(Location annotation dataset excerpts)
start

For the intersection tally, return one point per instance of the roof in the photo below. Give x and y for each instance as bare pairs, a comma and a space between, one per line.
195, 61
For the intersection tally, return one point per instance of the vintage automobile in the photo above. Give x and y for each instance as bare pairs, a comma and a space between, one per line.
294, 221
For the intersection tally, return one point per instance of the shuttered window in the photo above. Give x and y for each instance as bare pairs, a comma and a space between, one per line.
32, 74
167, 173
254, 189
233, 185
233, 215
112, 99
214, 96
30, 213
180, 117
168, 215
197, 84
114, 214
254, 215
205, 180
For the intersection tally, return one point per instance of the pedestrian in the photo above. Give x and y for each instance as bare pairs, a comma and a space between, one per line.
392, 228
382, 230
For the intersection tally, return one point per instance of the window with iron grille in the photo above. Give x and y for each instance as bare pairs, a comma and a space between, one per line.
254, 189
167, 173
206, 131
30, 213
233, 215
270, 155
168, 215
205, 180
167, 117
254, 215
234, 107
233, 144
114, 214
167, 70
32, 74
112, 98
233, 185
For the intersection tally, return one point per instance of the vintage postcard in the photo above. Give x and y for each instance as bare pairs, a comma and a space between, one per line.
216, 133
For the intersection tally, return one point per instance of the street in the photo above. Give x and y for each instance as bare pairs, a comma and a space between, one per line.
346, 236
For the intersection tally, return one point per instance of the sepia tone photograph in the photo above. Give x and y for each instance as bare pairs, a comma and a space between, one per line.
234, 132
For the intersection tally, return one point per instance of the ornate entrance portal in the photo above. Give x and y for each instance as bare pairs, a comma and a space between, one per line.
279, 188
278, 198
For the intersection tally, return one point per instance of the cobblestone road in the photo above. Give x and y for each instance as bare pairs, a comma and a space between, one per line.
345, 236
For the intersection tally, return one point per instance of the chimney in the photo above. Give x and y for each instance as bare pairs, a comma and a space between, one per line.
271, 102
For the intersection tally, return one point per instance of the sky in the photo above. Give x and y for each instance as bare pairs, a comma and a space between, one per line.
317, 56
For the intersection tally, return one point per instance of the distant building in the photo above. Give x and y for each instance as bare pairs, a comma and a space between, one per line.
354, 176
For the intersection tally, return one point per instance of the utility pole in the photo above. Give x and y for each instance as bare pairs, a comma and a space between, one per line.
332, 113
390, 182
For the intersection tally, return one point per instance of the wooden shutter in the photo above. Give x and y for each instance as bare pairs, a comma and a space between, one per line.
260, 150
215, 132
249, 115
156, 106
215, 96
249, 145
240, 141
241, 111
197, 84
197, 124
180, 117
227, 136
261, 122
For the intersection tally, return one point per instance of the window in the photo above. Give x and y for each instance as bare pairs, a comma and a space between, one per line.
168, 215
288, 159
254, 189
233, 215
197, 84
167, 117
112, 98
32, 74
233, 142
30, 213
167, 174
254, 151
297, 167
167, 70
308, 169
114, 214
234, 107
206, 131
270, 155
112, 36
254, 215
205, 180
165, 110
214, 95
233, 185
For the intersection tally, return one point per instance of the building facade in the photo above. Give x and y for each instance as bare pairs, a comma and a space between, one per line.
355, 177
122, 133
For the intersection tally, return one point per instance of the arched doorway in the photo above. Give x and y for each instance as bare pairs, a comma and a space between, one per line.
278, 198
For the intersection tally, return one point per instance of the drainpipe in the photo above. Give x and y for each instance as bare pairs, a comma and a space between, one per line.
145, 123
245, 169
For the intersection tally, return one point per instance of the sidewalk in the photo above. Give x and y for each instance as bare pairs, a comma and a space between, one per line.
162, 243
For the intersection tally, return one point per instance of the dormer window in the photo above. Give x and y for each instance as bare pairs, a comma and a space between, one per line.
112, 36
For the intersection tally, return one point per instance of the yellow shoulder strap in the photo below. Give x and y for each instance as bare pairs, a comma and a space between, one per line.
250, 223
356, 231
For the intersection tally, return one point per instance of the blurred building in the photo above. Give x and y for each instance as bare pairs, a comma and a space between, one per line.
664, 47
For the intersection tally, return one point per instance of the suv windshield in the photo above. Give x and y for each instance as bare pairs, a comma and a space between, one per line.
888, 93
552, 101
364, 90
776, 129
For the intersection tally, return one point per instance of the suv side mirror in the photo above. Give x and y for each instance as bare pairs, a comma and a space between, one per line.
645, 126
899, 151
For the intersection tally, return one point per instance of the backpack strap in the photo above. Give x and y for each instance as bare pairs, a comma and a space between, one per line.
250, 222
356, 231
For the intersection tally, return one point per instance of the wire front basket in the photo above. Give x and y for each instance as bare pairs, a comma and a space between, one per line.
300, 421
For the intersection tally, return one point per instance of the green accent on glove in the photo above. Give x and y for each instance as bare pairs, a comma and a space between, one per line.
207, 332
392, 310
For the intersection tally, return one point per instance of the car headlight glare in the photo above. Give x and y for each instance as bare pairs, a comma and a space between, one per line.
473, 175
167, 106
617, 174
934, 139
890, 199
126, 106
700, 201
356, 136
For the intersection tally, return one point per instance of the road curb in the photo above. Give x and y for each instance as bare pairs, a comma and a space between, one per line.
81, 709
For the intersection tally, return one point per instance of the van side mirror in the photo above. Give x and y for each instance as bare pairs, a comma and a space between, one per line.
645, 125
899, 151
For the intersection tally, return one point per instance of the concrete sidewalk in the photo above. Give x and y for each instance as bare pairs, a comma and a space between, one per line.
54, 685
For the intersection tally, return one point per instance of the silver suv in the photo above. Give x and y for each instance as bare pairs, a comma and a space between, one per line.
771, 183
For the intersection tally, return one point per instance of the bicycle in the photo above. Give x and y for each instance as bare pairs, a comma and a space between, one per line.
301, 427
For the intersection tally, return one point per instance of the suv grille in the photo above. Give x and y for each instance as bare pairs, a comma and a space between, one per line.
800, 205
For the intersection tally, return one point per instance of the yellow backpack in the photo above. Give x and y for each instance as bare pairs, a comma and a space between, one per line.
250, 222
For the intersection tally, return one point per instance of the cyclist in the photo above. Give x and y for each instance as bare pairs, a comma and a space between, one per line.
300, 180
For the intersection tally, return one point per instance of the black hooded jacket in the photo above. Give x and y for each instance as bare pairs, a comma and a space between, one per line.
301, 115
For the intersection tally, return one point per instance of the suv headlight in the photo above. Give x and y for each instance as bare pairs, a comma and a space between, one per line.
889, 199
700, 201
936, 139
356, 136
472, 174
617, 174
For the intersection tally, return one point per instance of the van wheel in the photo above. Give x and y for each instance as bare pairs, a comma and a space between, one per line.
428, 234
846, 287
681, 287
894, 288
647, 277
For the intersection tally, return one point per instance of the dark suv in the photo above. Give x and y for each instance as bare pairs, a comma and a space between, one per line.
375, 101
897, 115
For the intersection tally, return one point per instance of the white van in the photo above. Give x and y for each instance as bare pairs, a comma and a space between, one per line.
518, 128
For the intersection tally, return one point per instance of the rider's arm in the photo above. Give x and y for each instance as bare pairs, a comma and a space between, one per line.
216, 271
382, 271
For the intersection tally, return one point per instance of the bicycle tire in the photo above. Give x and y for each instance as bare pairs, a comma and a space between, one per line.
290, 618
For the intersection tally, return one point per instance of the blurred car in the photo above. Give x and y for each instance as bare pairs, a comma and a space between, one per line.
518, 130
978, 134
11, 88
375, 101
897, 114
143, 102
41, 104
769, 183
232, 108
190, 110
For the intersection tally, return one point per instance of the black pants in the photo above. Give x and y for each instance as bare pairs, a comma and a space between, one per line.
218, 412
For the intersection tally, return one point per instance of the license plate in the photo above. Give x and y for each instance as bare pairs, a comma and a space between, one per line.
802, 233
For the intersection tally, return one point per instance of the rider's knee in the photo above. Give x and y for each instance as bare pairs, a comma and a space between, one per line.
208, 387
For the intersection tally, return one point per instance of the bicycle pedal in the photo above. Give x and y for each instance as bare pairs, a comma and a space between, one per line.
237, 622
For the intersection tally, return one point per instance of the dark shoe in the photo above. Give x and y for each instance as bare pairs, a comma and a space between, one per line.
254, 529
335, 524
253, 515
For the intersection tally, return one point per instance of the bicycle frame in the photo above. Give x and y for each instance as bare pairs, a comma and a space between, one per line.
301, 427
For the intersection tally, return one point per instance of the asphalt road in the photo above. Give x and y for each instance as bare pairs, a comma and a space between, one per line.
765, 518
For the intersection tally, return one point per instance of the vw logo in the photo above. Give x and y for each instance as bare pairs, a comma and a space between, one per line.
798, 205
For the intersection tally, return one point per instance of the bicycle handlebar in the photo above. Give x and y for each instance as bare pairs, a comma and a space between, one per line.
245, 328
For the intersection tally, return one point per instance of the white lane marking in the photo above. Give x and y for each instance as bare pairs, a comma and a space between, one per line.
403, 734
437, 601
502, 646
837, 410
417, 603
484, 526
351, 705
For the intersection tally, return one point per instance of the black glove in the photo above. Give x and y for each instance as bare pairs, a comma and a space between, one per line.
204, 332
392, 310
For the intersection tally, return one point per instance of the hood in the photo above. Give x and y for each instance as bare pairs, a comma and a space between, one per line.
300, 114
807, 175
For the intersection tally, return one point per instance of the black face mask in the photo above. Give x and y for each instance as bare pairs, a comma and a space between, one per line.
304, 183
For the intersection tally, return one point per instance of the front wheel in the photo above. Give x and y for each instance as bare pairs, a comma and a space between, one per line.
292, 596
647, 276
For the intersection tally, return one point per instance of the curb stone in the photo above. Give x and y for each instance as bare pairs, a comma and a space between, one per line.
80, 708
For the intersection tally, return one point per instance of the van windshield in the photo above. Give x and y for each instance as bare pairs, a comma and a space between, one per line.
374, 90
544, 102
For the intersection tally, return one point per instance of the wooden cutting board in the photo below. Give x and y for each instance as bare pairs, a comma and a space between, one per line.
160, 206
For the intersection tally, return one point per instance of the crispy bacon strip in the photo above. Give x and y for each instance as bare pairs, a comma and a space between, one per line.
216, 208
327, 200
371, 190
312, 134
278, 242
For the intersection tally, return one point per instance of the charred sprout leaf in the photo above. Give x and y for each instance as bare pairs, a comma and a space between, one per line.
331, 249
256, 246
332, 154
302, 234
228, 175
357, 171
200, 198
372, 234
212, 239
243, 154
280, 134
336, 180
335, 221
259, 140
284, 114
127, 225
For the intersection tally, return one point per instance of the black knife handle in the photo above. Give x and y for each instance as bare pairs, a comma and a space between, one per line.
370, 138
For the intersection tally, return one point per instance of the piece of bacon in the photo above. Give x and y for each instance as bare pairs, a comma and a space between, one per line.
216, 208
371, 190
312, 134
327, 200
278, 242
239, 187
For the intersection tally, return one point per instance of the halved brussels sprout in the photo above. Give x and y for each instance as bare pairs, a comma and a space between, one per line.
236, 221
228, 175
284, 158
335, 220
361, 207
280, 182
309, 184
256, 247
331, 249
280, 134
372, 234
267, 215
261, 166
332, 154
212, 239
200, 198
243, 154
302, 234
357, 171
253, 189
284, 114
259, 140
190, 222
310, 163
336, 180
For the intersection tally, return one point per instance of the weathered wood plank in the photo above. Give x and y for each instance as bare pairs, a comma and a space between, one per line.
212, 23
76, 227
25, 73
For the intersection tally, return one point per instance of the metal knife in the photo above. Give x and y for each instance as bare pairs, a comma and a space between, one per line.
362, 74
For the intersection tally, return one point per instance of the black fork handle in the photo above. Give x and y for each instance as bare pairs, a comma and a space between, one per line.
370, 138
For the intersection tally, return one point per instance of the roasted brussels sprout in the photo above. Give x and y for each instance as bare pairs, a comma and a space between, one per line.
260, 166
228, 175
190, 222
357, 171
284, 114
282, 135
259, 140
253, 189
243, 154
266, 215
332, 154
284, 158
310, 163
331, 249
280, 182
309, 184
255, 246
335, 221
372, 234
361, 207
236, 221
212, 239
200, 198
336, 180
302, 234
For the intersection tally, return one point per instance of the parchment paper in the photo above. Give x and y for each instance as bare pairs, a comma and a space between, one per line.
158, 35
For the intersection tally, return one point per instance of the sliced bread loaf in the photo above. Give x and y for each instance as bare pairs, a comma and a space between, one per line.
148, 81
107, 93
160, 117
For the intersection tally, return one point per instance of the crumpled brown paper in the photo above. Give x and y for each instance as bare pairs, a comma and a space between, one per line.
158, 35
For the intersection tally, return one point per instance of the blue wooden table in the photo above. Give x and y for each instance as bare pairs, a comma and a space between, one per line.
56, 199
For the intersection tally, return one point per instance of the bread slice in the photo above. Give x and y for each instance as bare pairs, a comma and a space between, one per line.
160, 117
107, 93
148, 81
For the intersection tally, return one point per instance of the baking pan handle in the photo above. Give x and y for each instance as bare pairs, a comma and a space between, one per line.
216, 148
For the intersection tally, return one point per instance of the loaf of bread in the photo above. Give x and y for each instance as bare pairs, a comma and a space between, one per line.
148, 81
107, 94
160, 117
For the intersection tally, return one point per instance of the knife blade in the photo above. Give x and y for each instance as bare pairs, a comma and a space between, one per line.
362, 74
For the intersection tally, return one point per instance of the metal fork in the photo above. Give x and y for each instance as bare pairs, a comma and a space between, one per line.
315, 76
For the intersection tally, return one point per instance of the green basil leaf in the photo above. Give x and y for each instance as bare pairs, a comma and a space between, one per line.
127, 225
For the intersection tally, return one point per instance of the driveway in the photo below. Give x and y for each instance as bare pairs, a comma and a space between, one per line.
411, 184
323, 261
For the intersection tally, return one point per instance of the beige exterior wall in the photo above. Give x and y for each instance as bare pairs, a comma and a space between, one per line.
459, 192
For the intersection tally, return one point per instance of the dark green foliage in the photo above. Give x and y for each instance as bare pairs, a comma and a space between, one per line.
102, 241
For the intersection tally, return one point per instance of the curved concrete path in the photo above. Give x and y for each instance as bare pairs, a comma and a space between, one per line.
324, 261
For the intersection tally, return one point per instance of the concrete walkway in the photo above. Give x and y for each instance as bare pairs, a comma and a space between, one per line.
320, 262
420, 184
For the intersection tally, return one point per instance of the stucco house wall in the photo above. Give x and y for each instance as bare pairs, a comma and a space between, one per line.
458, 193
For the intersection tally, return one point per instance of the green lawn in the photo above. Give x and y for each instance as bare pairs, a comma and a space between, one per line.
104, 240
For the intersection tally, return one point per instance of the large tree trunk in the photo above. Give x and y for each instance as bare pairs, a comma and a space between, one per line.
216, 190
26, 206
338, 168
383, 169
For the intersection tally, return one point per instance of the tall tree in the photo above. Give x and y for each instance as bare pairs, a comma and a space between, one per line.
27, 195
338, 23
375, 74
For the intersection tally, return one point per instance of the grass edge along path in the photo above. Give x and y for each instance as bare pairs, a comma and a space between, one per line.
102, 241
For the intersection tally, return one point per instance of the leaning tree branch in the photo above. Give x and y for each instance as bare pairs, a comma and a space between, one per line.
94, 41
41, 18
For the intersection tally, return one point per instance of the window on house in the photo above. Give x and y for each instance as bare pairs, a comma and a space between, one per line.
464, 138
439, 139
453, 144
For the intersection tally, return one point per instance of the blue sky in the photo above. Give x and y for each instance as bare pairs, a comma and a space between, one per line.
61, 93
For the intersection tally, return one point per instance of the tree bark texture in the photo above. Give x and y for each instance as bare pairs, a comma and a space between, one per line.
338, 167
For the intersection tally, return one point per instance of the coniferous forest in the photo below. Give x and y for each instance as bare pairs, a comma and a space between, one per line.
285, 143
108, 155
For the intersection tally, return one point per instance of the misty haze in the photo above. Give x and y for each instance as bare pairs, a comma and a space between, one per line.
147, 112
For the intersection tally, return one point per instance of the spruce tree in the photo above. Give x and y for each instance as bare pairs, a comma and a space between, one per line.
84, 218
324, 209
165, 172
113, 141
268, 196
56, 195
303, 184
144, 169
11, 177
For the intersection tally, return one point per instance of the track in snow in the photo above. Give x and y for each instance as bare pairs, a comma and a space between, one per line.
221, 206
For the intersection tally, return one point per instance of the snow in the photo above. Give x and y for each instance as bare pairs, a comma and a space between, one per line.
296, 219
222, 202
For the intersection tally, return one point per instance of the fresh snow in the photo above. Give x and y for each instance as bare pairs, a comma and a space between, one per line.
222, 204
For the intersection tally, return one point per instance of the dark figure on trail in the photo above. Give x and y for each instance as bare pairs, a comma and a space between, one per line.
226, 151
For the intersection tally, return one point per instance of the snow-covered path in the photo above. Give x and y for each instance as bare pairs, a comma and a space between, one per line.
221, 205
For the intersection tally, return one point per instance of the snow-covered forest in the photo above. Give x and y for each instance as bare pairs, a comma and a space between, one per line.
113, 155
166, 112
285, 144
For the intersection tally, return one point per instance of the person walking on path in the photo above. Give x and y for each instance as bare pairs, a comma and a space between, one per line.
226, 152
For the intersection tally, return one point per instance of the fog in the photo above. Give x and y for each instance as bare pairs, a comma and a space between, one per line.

end

### Work to be completed
Give back the lines of the listing from the one with "the dark figure" through the end, both included, exactly as written and with nothing added.

### Reply
For the intersection tally, return one point per instance of the dark figure on trail in the photo above. Give x and y for each instance as bare pairs, a comma and a space between, one per line.
226, 151
For the intersection tally, return one point per instance of the snow-covered path in the photo above. Give x and y for each instance as bare pairs, a comma and a space between, one per line.
221, 205
For the intersection tally, return one point per instance of the snow-covered forest in the photo above. Give x and y for each instance as bare pairs, a comma and a space between, one per line.
113, 155
166, 112
285, 144
For the intersection tally, return one point per instance of the person walking on path in the photo above. Give x and y for each instance as bare pairs, a comma and a space between, one per line.
226, 152
For the intersection tally, return one point per instance of the fog in the photo above. Give x and y for each instance as bare pairs, a comma and a space between, one per line.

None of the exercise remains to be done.